[Dataset excerpt]
#####

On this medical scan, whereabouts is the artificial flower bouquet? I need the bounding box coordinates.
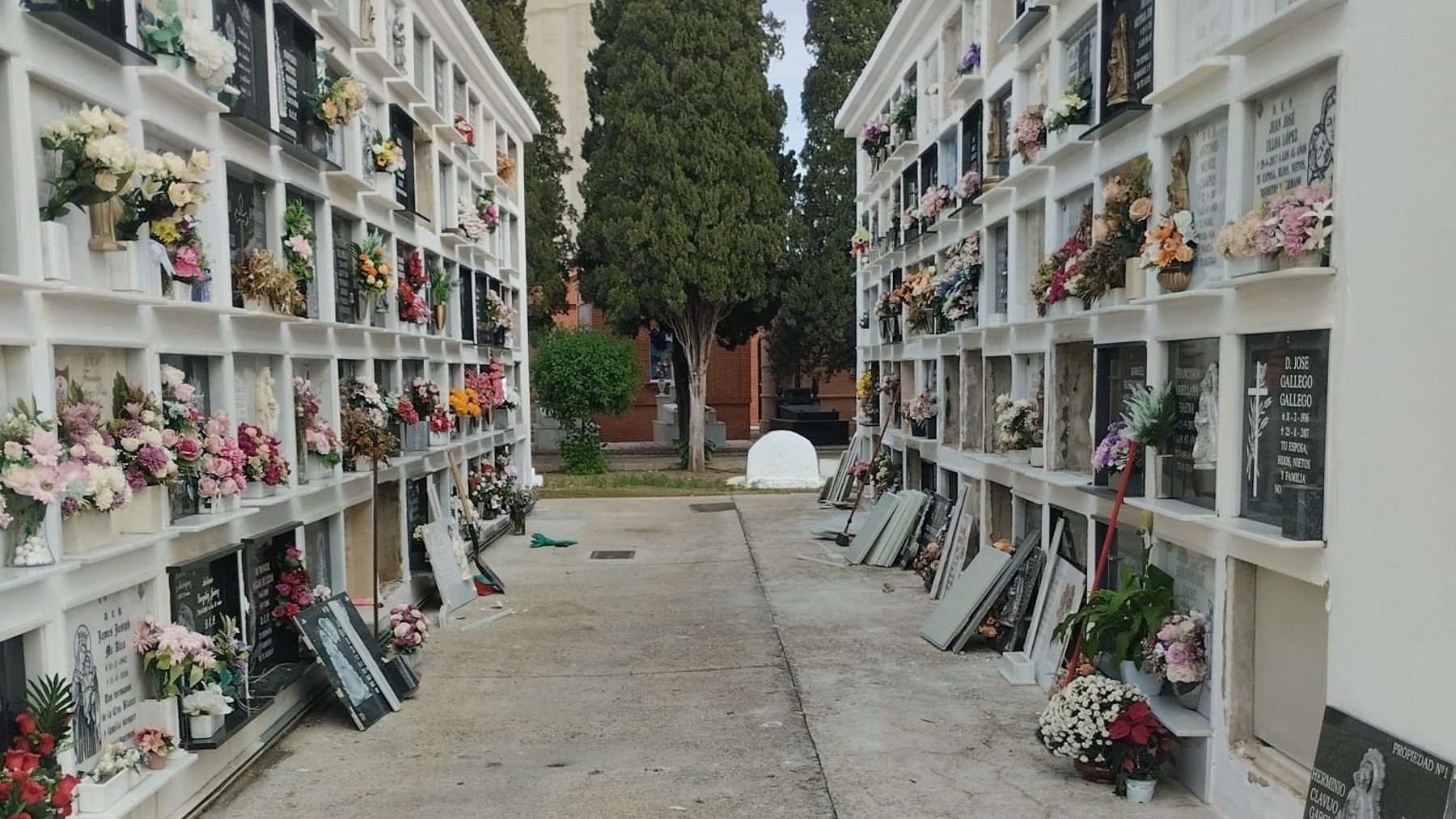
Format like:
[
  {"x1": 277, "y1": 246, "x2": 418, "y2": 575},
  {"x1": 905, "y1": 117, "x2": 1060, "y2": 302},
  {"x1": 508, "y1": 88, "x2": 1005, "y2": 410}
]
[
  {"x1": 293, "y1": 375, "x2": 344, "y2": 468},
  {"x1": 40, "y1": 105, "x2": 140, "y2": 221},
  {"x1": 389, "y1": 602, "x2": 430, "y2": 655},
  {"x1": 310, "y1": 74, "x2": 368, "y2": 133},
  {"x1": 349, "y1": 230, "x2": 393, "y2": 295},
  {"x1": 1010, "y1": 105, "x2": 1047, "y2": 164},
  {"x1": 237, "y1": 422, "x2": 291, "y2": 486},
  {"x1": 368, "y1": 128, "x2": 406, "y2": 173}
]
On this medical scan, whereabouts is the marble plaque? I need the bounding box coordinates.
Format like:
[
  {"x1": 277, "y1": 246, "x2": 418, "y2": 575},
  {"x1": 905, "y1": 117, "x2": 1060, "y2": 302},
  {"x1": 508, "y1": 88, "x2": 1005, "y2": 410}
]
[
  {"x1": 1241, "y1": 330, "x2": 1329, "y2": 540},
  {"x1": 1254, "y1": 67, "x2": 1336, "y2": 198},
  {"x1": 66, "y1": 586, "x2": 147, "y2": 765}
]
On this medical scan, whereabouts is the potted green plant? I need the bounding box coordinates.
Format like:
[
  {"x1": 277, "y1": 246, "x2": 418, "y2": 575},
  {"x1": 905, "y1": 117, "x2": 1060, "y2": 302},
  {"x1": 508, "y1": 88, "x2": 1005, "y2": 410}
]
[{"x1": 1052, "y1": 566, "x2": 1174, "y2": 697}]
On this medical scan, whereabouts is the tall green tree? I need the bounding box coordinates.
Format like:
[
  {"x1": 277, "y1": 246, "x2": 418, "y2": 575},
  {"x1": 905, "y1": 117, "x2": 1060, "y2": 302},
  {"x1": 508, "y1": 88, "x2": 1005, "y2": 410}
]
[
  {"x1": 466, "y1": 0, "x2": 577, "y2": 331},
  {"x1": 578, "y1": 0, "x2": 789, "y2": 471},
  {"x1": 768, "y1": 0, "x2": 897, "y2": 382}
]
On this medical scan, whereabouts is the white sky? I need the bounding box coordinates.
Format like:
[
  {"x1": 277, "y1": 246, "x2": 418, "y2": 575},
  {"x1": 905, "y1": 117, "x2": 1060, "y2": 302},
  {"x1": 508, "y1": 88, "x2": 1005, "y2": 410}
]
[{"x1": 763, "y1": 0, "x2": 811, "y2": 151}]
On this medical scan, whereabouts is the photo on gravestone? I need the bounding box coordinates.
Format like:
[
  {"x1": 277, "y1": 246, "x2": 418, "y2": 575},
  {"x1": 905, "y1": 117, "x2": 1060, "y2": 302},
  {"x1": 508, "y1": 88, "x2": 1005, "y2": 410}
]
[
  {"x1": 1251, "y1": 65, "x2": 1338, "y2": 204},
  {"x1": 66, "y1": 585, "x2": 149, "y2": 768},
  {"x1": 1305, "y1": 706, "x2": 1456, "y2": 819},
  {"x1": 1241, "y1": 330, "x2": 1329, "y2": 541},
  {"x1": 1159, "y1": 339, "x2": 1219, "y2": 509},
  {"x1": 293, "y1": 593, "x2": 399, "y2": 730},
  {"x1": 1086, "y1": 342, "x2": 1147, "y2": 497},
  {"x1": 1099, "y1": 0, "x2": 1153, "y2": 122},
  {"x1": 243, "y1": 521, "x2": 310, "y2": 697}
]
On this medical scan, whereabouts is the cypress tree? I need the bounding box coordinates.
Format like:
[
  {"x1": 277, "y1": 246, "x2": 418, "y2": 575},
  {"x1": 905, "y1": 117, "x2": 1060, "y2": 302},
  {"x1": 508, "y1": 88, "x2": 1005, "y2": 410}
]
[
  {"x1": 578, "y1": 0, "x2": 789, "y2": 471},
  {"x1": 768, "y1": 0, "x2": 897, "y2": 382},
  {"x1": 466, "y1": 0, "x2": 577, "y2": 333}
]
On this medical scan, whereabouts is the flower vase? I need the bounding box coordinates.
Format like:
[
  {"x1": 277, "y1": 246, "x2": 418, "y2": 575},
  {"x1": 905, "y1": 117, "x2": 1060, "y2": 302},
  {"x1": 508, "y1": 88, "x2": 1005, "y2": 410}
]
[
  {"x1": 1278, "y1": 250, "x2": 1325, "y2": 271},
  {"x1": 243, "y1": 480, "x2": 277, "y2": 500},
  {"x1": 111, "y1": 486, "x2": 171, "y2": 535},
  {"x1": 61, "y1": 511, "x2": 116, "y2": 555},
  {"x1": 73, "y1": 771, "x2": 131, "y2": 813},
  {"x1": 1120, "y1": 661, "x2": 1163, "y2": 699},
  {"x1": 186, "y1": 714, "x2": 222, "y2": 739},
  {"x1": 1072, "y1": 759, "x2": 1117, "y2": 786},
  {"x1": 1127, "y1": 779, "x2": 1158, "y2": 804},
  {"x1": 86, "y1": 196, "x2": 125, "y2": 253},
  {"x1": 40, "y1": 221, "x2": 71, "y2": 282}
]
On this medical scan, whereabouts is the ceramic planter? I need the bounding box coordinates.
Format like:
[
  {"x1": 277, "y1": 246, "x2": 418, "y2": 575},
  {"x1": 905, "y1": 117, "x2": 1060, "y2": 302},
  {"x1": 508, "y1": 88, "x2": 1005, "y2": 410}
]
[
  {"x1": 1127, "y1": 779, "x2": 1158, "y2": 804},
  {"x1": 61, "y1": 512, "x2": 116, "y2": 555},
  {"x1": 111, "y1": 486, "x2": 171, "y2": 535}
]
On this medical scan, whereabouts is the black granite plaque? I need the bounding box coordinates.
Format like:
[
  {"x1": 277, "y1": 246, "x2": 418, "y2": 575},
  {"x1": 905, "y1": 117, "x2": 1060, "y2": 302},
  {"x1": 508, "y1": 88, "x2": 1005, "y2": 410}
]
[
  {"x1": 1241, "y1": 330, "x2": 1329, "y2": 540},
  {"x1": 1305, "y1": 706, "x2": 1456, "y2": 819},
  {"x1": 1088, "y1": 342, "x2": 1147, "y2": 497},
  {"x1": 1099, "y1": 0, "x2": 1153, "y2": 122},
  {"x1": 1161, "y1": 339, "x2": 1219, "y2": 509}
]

#####

• [Task requirements]:
Return the line that contains "On this medical scan, whereabouts is the black" and all lines after it, verbatim, and nothing else.

• [Full response]:
On this medical scan, whereabouts is the black granite plaque? I need the bounding box coordinates.
Format like:
[
  {"x1": 277, "y1": 246, "x2": 418, "y2": 575},
  {"x1": 905, "y1": 117, "x2": 1060, "y2": 302},
  {"x1": 508, "y1": 88, "x2": 1005, "y2": 410}
]
[
  {"x1": 1241, "y1": 330, "x2": 1329, "y2": 540},
  {"x1": 1305, "y1": 706, "x2": 1456, "y2": 819},
  {"x1": 1088, "y1": 342, "x2": 1147, "y2": 497},
  {"x1": 1099, "y1": 0, "x2": 1153, "y2": 122},
  {"x1": 1161, "y1": 339, "x2": 1219, "y2": 509}
]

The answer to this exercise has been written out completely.